What is needed is an exact repeat of the lines from the line containing "x=176, y=168" through the final line of the entries below, and nothing else.

(Records excerpted from a collection)
************

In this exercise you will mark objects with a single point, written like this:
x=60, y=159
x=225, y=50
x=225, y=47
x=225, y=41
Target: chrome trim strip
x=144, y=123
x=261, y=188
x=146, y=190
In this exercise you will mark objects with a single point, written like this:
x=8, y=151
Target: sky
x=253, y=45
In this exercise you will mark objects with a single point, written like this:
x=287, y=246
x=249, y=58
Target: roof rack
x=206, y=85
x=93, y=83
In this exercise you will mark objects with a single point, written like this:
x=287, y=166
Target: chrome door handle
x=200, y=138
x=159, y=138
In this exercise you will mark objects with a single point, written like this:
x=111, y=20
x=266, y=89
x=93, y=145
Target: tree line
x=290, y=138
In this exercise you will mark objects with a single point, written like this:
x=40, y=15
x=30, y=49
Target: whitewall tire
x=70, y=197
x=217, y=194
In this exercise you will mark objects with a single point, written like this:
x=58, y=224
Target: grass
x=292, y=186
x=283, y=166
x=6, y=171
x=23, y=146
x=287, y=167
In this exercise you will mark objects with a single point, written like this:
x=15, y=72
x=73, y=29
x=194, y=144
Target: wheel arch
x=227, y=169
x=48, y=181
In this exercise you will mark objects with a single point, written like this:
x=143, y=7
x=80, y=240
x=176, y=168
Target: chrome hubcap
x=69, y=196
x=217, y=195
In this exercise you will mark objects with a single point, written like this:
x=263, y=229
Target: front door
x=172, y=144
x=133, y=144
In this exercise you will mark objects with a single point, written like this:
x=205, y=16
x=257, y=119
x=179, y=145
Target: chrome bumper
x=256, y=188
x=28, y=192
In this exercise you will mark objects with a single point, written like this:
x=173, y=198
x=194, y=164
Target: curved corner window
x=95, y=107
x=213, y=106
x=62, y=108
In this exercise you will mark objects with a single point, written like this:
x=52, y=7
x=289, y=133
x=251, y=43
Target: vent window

************

* [RESULT FOR THIS EXERCISE]:
x=176, y=168
Target: chrome hubcap
x=69, y=196
x=217, y=195
In this exercise you will mark objects with a single point, written like this:
x=263, y=229
Target: front door
x=172, y=144
x=133, y=144
In this exercise you will mark objects with a single point, written like this:
x=205, y=16
x=257, y=119
x=179, y=145
Target: chrome bumper
x=256, y=188
x=28, y=192
In this exercise you will mark objects with a single point, written like this:
x=173, y=198
x=194, y=164
Target: curved corner window
x=95, y=107
x=213, y=106
x=62, y=108
In this exercise you will mark objects with a single point, written like this:
x=52, y=7
x=289, y=133
x=251, y=43
Target: vent window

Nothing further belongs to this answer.